* **What is being asked**: Count the lines in the records below that contain the string "front". Reply with the number alone.

[Point placement records]
▶
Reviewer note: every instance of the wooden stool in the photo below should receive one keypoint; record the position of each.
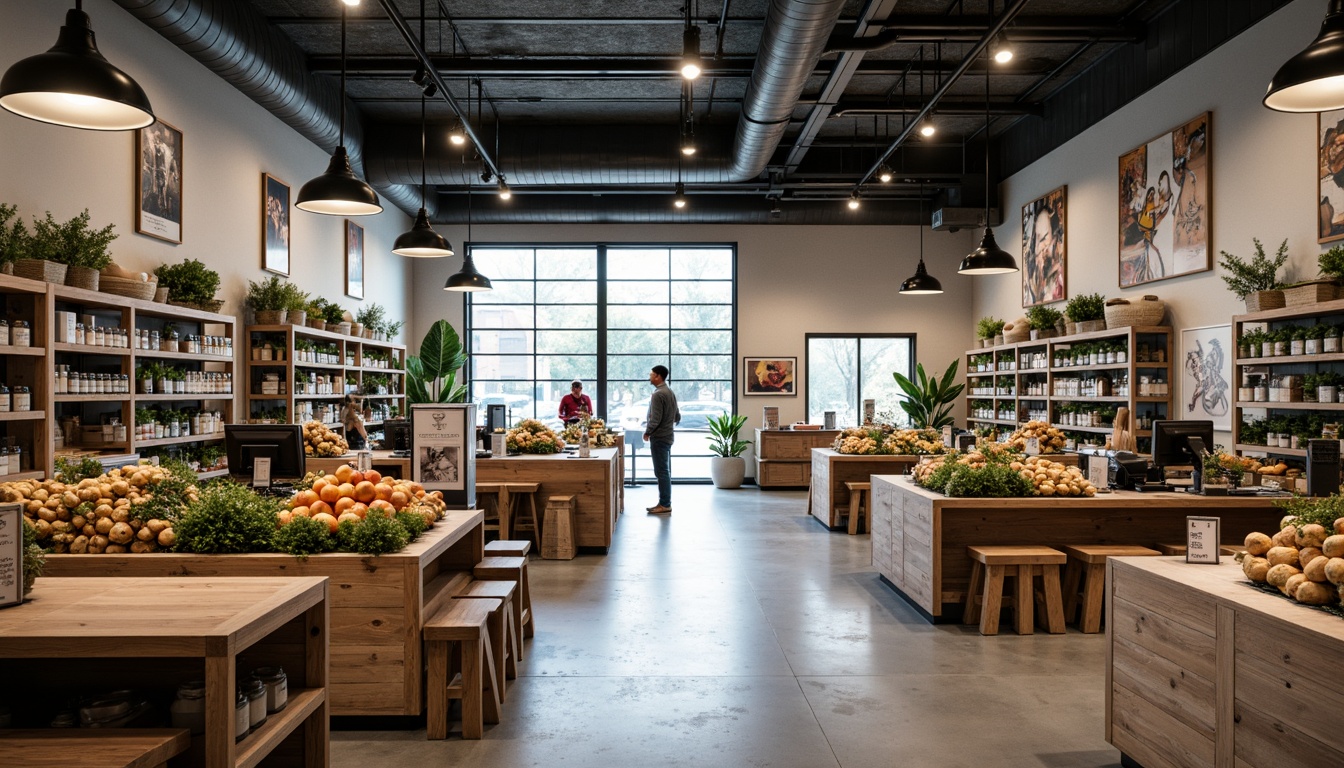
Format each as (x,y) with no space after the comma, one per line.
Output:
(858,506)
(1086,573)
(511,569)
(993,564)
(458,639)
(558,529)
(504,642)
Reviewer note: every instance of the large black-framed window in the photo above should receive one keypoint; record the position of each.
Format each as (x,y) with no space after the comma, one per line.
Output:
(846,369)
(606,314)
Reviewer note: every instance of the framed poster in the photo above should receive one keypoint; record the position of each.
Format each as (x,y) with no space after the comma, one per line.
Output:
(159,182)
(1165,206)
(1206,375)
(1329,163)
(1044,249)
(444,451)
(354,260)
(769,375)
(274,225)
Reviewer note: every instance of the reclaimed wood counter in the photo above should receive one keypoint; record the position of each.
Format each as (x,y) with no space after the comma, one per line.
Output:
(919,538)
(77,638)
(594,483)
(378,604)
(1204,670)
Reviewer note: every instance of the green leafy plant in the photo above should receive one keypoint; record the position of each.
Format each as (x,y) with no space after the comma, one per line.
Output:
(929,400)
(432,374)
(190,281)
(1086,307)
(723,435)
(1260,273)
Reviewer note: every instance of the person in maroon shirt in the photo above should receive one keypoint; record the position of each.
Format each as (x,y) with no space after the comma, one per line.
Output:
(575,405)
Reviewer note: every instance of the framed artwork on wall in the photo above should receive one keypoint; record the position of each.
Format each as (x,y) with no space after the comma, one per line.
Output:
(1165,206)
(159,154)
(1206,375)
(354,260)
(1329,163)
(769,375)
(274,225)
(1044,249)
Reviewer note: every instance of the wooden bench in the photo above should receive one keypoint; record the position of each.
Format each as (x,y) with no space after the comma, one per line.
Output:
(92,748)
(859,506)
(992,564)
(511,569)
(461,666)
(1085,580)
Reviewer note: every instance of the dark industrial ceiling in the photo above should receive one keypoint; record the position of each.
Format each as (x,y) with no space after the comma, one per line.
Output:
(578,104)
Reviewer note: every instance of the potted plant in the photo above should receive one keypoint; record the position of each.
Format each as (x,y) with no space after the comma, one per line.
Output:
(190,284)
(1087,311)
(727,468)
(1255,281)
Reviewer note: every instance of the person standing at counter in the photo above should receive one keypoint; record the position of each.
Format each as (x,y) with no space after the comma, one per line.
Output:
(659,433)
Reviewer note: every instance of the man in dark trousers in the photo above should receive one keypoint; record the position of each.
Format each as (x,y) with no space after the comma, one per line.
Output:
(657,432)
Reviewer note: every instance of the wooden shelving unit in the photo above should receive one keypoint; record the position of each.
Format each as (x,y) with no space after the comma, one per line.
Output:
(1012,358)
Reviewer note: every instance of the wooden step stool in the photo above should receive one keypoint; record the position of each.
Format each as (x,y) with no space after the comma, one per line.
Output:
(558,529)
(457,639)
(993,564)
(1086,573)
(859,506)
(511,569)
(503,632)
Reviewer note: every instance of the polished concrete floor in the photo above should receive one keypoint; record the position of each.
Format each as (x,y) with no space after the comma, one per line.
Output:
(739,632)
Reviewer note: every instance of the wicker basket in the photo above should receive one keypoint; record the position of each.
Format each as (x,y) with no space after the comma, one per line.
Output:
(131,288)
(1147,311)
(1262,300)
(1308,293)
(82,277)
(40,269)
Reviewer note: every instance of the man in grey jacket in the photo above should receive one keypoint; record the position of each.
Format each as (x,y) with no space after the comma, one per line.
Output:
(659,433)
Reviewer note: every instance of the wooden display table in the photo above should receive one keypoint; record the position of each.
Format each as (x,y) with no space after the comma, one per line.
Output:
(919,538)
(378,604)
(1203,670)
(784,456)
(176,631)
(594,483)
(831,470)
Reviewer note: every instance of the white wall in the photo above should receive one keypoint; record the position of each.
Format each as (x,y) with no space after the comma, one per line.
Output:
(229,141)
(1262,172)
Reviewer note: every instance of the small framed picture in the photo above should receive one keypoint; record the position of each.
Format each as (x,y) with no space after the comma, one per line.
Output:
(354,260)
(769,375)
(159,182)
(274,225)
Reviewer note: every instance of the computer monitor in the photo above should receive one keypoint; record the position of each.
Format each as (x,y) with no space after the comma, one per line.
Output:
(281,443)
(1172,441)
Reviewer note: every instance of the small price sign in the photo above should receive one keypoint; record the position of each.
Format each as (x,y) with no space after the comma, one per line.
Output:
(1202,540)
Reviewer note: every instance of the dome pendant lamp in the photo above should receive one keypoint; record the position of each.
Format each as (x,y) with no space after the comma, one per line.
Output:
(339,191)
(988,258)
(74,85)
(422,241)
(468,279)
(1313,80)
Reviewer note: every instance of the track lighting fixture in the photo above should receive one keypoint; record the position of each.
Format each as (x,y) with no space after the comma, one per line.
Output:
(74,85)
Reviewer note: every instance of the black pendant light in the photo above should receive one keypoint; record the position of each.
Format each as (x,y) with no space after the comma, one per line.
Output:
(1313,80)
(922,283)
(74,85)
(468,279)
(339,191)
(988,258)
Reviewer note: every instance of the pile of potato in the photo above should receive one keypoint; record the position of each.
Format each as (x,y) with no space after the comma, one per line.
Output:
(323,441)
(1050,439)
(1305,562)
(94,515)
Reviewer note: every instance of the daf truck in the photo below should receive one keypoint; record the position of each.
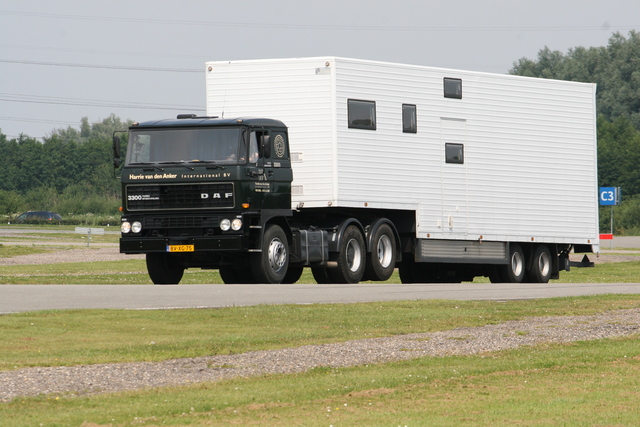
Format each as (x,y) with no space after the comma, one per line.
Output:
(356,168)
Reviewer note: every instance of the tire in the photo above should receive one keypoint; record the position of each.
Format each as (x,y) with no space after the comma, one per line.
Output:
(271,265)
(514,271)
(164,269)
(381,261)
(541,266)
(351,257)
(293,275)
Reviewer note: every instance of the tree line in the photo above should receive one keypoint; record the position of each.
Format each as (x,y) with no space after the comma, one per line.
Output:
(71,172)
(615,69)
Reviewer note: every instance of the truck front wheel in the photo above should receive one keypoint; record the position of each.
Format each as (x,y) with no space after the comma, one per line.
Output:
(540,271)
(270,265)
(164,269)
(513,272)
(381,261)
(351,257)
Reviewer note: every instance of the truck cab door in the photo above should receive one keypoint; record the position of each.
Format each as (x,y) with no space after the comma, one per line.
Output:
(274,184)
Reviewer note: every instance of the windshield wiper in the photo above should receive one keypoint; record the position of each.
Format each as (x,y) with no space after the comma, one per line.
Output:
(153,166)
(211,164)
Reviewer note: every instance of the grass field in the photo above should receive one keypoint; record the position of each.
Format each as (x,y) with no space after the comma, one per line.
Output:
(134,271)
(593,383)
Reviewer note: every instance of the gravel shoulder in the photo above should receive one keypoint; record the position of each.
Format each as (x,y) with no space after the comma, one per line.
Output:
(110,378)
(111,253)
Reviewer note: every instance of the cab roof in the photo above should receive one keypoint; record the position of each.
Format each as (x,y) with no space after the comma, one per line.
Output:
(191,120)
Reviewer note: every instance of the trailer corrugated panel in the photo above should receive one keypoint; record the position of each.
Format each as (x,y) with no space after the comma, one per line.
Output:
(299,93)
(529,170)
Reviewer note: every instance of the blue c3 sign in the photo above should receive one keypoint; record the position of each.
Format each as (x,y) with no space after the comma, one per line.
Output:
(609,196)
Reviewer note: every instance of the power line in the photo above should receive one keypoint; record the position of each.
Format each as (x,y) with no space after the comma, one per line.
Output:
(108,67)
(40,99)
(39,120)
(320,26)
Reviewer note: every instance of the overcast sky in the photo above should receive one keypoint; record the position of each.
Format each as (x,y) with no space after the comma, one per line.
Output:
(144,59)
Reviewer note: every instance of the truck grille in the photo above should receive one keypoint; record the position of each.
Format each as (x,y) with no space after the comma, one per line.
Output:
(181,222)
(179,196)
◀
▶
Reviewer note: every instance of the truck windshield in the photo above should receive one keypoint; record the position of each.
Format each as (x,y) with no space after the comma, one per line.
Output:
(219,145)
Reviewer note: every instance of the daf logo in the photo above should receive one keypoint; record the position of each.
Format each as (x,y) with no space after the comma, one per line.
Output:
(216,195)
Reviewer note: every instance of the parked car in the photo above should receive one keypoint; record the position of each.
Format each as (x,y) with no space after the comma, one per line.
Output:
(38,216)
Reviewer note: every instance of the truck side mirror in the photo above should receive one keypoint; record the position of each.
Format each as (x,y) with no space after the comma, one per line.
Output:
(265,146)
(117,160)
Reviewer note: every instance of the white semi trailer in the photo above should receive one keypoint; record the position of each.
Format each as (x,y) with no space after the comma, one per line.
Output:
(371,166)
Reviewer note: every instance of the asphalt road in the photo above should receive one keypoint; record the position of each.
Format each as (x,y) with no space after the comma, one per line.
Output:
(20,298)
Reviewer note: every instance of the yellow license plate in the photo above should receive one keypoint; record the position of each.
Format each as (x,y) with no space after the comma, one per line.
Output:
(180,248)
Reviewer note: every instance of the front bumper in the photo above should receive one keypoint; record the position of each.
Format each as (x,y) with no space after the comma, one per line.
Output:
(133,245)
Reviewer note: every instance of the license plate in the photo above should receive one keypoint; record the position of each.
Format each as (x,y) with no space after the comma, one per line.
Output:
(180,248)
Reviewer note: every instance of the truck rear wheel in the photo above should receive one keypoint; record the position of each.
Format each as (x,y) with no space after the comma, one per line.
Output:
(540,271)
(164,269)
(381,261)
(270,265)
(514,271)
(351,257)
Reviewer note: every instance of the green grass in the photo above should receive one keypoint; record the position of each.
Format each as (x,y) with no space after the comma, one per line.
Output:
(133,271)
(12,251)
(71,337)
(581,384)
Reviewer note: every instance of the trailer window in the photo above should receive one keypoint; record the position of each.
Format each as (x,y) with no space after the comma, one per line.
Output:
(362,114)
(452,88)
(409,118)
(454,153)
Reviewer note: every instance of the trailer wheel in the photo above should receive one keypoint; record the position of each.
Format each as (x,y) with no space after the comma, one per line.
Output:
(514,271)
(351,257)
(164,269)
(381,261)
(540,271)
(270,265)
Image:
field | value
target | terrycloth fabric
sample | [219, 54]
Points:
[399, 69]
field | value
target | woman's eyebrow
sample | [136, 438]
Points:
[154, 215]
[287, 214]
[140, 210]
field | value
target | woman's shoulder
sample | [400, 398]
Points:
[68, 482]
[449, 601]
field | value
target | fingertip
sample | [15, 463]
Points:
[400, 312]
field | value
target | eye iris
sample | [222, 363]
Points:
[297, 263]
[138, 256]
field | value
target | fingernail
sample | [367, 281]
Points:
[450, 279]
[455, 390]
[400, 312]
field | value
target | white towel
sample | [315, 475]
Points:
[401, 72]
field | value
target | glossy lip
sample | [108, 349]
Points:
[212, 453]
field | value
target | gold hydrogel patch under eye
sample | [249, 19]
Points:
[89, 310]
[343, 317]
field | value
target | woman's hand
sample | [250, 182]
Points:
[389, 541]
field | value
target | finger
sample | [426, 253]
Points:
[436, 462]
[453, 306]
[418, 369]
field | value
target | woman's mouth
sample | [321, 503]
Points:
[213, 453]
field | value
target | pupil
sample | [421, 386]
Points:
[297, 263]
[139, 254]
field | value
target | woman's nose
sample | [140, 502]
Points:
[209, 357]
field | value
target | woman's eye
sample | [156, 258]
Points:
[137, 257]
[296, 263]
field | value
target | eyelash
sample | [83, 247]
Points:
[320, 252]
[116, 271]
◀
* **Result for this task**: 2